╭─ Exercise inputs

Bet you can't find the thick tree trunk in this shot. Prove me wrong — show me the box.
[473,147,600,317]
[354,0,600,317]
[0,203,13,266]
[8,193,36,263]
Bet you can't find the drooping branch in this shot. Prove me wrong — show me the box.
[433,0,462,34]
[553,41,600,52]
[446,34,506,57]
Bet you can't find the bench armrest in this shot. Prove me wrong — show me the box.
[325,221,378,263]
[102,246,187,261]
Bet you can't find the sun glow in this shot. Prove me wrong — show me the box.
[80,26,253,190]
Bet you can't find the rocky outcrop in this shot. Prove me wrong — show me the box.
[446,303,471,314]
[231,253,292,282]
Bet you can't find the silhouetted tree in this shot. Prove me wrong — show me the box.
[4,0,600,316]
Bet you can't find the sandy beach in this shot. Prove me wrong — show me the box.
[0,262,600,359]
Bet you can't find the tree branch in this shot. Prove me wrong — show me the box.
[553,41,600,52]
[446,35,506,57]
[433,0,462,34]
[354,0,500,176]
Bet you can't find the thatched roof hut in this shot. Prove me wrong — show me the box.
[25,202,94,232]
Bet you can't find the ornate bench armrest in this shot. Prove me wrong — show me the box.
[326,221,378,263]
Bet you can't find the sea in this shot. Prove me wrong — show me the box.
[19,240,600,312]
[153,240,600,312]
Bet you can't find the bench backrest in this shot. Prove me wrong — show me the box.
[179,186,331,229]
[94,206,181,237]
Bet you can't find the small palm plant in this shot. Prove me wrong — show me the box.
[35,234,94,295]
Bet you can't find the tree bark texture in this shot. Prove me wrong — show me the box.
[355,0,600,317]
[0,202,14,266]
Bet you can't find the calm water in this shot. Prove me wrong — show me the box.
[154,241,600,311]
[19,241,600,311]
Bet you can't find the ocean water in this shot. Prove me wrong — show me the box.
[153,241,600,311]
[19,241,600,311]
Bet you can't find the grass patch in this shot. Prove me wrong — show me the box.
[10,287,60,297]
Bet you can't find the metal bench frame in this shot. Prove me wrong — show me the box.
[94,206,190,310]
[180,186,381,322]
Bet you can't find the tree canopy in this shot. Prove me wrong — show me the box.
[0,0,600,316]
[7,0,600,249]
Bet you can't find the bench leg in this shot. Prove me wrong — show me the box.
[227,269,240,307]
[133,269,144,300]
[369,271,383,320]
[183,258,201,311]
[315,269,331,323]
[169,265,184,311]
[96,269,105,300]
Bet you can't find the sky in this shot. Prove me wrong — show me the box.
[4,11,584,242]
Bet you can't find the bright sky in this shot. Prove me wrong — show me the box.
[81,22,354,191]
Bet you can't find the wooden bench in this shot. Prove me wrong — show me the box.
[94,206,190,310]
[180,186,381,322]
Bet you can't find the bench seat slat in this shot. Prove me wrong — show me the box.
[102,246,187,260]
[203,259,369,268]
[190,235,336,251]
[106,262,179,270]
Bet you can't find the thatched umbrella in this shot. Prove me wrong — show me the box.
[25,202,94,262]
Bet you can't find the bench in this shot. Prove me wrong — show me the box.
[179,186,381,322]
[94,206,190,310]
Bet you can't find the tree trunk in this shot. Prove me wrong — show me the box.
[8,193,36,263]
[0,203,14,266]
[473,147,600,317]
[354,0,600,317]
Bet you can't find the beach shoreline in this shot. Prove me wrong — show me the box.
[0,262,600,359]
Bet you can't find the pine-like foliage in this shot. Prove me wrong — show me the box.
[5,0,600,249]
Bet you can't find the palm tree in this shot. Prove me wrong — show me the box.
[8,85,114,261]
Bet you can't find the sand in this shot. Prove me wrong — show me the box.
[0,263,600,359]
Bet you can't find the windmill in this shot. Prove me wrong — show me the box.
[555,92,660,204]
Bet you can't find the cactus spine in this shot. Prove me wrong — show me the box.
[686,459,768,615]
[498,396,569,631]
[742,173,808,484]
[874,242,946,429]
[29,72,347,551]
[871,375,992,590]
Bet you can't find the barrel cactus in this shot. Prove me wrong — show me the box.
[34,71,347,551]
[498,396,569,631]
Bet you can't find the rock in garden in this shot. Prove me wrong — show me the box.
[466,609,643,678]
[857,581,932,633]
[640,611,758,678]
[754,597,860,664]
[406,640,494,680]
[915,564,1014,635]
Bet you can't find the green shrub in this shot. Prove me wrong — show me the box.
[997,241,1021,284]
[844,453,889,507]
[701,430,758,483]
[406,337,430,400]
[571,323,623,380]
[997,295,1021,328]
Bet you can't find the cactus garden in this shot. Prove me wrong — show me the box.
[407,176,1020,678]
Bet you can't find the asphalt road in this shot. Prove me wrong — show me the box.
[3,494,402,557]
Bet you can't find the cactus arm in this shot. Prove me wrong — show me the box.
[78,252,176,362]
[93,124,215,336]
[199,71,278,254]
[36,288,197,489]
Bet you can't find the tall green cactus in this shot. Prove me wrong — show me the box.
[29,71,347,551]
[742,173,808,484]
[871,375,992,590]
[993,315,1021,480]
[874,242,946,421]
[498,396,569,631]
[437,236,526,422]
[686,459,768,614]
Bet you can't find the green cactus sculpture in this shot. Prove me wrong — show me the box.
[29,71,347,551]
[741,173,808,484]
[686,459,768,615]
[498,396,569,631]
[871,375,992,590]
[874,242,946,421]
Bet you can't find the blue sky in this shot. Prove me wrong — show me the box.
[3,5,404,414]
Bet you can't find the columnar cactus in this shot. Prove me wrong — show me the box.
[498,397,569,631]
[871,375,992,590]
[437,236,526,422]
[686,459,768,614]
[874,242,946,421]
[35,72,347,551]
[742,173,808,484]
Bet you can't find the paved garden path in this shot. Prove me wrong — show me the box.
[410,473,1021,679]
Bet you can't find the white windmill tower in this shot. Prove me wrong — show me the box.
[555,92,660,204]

╰─

Set exercise —
Rewrite the material from the line with "Bet you can't find the columnar" up to and including the line with "[410,473,1021,679]", shifting each bounding box coordinate up by 5 and leaving the other lines as they are.

Response to the task —
Bet you can't find the columnar cactus in this shot. Prove me wrong — show me the box.
[503,402,574,636]
[876,380,997,595]
[442,241,531,427]
[691,464,773,619]
[879,247,951,426]
[40,77,352,556]
[747,178,813,489]
Bet you can't find the paved garden path in this shot. Prove me wrong — show me the box.
[415,478,1026,684]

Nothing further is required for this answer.